Stored entries

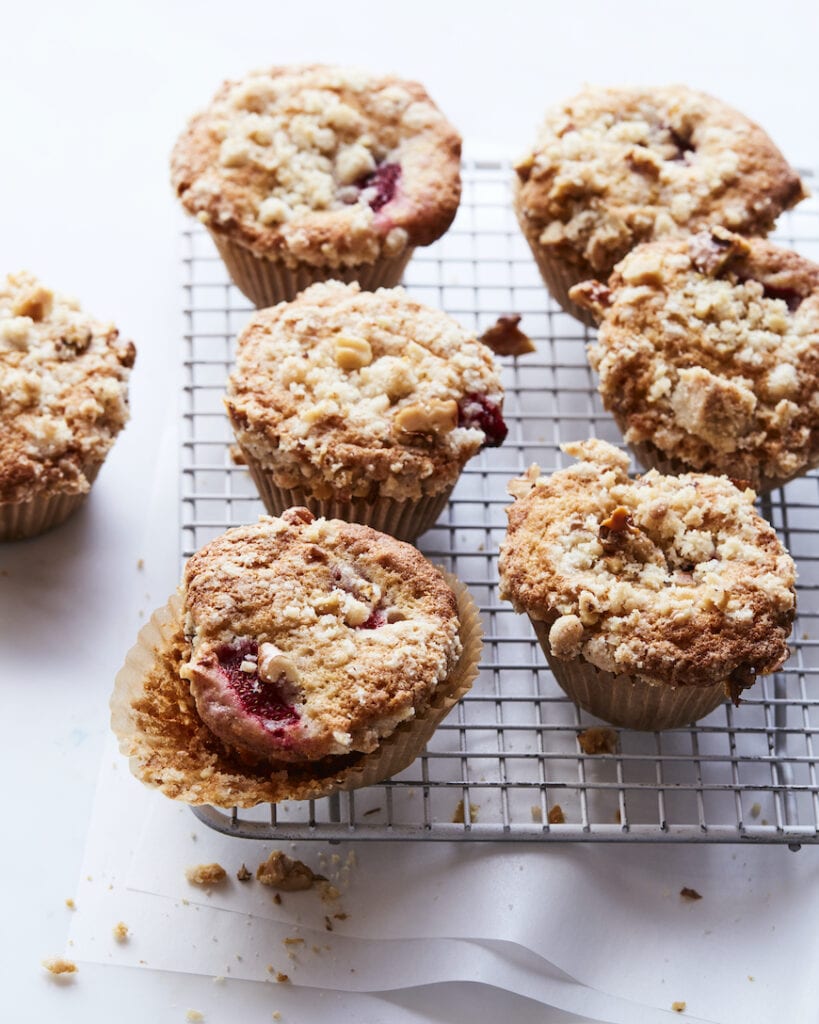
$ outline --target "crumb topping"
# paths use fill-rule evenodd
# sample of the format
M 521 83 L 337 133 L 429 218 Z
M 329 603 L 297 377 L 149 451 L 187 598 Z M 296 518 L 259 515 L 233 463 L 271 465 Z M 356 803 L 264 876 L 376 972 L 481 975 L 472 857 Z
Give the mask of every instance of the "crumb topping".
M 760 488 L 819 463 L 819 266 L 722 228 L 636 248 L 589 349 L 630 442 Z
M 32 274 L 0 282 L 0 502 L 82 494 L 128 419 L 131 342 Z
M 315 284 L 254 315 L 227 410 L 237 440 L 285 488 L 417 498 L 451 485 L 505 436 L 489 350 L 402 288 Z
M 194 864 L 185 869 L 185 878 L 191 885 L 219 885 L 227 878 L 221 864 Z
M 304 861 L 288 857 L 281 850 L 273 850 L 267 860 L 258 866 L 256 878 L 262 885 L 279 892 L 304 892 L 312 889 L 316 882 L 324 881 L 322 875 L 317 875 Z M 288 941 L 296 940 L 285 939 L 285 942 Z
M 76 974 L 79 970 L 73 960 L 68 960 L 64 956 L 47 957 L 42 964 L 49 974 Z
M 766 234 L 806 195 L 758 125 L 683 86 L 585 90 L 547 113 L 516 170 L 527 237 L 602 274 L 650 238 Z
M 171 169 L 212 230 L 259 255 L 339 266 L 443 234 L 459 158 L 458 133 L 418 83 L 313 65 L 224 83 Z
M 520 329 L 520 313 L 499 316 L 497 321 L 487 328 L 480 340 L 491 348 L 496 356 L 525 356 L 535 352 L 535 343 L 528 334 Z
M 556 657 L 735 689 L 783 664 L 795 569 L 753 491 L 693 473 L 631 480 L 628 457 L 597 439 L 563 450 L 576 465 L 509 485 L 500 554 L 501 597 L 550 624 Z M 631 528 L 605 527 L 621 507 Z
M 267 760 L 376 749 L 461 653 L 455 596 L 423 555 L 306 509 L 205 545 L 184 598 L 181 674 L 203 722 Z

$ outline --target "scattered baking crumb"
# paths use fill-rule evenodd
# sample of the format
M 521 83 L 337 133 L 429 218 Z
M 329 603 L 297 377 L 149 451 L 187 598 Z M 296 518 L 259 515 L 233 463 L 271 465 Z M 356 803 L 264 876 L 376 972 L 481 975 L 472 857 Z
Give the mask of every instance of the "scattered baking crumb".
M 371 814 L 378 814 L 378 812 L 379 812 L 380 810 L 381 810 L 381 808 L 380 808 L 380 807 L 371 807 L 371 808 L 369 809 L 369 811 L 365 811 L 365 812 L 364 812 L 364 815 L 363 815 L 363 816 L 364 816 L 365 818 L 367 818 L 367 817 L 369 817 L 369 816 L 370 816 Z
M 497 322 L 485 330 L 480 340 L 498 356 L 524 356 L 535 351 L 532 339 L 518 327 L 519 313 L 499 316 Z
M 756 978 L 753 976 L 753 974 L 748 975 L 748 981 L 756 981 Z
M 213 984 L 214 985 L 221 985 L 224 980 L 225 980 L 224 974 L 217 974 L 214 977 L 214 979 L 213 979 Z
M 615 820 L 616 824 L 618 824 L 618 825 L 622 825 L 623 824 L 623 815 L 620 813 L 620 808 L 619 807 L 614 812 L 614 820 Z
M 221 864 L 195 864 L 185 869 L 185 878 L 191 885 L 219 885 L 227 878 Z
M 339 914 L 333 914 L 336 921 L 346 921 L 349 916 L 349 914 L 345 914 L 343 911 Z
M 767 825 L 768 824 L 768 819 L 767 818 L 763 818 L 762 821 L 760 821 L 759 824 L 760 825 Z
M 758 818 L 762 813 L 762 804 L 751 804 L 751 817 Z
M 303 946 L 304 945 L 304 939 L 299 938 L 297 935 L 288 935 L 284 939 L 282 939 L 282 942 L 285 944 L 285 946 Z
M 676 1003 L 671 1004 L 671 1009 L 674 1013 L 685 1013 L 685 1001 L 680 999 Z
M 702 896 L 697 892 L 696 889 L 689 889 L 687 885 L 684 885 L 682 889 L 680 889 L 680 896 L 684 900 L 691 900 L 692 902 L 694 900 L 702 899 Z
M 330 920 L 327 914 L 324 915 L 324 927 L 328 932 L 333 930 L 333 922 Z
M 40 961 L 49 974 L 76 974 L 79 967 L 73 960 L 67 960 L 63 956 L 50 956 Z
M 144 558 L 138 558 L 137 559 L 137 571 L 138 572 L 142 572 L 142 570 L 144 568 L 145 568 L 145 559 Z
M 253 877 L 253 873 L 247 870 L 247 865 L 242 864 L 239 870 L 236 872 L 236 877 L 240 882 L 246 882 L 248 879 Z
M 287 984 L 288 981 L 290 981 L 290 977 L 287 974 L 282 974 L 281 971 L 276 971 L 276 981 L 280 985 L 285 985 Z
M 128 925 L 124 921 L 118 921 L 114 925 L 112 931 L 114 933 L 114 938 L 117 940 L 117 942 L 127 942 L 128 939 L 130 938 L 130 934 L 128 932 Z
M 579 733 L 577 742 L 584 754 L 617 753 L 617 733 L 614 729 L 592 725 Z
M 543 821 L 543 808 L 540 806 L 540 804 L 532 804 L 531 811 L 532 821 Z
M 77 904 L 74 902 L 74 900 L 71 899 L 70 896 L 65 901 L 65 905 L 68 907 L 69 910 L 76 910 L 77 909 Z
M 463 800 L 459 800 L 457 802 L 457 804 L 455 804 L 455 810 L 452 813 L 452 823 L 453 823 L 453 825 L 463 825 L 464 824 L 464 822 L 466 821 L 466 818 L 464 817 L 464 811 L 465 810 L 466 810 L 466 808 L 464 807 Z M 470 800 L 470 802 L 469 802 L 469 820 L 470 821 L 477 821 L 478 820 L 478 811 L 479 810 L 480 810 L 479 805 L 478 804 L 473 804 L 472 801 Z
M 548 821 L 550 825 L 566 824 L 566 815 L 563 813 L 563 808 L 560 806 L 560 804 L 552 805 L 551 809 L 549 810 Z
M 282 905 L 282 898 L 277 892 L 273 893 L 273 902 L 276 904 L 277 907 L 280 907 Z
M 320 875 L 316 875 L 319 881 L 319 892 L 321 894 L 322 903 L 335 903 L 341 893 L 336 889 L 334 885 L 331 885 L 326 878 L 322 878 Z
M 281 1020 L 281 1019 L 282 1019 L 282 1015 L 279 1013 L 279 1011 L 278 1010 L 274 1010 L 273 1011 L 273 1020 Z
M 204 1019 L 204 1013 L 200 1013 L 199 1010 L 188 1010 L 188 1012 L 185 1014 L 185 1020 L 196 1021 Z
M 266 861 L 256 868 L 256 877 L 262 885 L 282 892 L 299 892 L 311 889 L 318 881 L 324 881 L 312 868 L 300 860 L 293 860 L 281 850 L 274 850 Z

...

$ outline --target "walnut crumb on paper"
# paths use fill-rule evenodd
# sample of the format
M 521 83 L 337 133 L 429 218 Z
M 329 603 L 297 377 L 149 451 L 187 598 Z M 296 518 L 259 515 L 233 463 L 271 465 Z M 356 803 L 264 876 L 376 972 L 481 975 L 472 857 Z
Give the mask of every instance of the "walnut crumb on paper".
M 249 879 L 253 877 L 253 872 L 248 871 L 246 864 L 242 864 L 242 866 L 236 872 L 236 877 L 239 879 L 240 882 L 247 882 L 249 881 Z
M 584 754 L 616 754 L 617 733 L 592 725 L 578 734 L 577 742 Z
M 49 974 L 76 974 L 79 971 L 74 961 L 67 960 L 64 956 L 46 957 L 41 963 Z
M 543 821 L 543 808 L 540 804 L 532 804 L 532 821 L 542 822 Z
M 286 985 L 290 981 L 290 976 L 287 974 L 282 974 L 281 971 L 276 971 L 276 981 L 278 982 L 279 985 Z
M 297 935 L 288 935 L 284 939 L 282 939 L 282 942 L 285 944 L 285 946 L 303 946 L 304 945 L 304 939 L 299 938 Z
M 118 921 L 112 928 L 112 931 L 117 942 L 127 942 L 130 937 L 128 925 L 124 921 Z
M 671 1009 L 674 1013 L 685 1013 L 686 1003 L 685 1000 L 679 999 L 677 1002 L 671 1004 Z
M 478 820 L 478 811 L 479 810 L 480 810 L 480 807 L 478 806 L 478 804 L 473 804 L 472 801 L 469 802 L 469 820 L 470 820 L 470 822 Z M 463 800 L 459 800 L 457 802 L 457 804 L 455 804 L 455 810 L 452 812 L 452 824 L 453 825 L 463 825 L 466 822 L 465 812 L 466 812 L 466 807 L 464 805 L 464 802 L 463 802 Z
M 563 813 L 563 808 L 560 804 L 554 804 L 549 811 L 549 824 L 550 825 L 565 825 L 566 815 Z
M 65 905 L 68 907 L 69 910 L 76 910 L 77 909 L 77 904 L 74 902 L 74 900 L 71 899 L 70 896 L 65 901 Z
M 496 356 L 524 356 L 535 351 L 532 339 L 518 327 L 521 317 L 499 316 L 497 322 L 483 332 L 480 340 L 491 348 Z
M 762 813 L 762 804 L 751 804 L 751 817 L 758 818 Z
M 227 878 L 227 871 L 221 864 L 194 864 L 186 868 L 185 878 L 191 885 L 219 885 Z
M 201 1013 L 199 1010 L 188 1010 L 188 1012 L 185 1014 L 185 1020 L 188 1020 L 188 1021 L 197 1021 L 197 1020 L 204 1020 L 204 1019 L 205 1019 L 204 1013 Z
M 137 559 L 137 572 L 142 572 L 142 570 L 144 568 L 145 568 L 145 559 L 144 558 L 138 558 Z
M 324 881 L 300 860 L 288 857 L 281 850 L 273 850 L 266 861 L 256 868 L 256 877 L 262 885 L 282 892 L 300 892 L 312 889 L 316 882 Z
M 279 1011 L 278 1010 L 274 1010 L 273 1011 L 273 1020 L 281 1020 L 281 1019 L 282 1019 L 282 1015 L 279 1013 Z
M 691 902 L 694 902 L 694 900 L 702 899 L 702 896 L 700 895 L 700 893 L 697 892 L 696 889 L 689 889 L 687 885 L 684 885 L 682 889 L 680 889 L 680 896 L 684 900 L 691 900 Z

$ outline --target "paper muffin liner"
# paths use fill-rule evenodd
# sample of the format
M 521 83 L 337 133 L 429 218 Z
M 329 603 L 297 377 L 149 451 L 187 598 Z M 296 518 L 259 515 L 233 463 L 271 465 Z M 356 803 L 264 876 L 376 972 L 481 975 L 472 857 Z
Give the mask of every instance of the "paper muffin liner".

**Exercise brief**. Show me all lines in the records that contain "muffin".

**Answer space**.
$ outline --target "paper muffin liner"
Give the mask of every instance of the "paper muffin liner".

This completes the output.